- Task objective -
Once the line containing "Find the gnarled" is found in the data below, output that line and every line after it through the last, unchanged and with nothing else.

- Data records -
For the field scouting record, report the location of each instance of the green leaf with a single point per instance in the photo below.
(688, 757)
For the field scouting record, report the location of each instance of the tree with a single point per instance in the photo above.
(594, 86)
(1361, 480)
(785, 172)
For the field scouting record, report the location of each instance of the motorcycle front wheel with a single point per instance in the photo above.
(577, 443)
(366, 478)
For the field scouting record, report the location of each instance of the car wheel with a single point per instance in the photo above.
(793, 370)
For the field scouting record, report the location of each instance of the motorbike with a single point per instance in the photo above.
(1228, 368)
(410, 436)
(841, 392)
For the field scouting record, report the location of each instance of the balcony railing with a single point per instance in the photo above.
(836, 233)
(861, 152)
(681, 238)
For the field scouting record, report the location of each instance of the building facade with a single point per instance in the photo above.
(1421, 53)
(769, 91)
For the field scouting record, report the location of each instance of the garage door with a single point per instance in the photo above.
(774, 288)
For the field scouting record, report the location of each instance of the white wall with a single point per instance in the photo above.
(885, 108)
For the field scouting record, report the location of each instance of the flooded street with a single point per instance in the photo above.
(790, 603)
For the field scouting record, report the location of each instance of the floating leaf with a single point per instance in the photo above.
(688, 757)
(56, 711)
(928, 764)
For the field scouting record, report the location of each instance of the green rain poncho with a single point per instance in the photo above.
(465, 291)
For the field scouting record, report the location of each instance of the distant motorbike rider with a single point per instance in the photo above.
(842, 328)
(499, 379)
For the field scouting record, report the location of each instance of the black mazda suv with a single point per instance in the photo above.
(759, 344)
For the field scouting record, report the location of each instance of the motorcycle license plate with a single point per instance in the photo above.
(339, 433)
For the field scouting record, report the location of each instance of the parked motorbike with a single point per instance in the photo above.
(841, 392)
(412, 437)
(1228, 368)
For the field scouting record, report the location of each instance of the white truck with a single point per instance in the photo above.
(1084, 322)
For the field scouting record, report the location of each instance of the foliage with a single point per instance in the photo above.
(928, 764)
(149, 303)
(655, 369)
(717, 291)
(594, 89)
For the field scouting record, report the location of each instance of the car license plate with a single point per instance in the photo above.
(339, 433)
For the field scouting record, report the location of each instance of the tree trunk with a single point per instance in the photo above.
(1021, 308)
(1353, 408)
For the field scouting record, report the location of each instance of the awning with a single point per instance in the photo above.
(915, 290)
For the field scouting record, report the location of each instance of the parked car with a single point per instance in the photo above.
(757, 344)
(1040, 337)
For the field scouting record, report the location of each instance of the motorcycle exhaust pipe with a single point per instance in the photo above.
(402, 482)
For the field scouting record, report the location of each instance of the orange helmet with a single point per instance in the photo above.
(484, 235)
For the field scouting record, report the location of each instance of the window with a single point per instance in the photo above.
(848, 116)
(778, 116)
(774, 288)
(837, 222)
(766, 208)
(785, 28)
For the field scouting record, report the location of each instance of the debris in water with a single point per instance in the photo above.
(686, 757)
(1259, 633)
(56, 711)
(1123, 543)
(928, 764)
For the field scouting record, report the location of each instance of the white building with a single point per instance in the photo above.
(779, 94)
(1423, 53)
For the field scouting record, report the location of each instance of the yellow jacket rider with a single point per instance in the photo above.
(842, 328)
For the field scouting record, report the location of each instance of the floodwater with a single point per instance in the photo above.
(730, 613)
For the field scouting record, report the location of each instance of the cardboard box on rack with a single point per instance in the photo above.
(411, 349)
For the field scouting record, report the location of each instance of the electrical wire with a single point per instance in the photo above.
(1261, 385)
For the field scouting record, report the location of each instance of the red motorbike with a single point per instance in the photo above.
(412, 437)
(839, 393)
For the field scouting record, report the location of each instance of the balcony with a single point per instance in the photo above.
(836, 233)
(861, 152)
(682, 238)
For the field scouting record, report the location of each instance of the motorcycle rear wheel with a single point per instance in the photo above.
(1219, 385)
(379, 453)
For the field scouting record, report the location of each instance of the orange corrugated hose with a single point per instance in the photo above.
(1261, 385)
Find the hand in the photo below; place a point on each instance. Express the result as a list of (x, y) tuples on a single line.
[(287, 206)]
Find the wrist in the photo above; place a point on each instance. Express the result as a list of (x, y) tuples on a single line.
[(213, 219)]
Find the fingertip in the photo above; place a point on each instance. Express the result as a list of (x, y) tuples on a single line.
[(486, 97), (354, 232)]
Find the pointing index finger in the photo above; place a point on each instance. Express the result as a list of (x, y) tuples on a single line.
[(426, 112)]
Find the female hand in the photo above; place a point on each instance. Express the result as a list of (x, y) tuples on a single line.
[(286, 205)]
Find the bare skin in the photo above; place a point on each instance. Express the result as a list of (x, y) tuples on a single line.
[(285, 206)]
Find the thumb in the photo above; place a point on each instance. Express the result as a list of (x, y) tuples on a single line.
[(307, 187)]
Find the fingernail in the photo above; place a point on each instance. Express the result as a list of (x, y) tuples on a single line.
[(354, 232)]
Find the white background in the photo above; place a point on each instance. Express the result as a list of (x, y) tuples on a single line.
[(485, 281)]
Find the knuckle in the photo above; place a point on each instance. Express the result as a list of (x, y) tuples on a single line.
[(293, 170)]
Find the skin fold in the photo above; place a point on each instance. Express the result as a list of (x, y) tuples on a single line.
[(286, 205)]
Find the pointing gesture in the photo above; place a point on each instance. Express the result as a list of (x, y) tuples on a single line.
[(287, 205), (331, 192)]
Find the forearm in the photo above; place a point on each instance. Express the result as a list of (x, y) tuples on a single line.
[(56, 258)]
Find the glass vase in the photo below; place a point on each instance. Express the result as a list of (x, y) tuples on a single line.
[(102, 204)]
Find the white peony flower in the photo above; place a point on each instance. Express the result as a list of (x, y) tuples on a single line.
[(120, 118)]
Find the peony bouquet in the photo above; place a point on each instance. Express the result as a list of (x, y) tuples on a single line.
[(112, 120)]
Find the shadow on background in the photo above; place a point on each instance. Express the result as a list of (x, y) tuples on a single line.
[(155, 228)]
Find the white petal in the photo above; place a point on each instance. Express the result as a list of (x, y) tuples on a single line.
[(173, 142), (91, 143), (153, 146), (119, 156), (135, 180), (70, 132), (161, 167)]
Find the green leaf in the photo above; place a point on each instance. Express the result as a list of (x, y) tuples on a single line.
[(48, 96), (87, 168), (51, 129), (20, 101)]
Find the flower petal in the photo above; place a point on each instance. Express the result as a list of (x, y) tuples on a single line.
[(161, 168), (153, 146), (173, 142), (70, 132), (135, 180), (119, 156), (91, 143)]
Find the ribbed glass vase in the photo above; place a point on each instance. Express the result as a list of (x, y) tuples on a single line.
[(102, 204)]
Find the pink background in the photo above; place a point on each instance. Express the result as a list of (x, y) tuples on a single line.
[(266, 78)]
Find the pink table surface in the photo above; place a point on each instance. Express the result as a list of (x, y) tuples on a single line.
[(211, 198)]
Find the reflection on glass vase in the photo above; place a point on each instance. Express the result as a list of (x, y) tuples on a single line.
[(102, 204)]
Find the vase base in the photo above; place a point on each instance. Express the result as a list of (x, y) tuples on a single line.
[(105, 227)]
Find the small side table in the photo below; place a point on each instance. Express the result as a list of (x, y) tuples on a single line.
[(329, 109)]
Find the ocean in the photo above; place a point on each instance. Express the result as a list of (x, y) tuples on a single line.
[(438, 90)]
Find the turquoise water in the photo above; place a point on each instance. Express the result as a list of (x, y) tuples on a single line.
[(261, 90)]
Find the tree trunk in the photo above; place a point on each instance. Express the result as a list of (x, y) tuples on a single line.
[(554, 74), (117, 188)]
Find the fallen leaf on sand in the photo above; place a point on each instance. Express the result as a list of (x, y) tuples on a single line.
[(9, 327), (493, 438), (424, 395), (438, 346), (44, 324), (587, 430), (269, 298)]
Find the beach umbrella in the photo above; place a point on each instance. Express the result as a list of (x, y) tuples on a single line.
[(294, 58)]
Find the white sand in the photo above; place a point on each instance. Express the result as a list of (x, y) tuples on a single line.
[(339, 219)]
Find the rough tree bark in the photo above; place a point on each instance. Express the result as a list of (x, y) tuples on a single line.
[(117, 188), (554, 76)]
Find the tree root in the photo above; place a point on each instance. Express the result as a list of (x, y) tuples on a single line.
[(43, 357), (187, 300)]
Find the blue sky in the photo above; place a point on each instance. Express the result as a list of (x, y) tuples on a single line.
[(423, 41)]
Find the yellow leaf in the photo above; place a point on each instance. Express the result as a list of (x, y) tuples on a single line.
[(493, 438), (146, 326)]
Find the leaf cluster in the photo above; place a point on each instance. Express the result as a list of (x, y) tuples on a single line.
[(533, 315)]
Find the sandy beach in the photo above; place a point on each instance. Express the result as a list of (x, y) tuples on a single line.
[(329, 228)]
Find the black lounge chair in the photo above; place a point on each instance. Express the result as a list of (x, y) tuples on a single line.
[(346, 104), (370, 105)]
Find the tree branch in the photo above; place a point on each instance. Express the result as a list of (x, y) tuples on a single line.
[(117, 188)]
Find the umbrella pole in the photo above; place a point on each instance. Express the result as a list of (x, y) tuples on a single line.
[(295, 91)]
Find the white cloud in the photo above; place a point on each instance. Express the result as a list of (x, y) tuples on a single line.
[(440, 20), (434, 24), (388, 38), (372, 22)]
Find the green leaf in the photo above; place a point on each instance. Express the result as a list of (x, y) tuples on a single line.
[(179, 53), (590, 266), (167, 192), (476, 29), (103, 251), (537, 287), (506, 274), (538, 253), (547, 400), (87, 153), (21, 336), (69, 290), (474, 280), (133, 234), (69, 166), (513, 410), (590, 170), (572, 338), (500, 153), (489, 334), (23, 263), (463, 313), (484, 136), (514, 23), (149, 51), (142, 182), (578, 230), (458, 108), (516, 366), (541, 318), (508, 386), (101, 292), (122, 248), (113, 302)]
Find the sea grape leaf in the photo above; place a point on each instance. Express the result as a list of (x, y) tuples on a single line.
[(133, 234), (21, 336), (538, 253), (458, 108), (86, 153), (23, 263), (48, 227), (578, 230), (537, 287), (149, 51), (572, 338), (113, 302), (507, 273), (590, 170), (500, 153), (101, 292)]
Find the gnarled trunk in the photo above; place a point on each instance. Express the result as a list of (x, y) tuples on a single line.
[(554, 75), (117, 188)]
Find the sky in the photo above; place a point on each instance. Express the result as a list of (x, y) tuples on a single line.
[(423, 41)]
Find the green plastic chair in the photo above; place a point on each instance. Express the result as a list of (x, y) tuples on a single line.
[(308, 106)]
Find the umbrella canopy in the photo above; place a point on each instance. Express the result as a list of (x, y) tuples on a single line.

- Problem solution -
Find the gnarled trunk in the photo above; place a point on each instance. Express the result as a list of (x, y) tuples on a single line.
[(554, 75), (117, 188)]
Find the sky in the photo above; place a point on each instance. Express the result as a list of (x, y) tuples on a single line.
[(423, 41)]
Find the green plastic chair in the photo above; place a point on each instance. Express the result as a list of (x, y) tuples on a single line.
[(308, 106)]
Find the umbrella canopy in the photo above; place a point on each instance. Express the result as a list of (x, y) tuples on a single line.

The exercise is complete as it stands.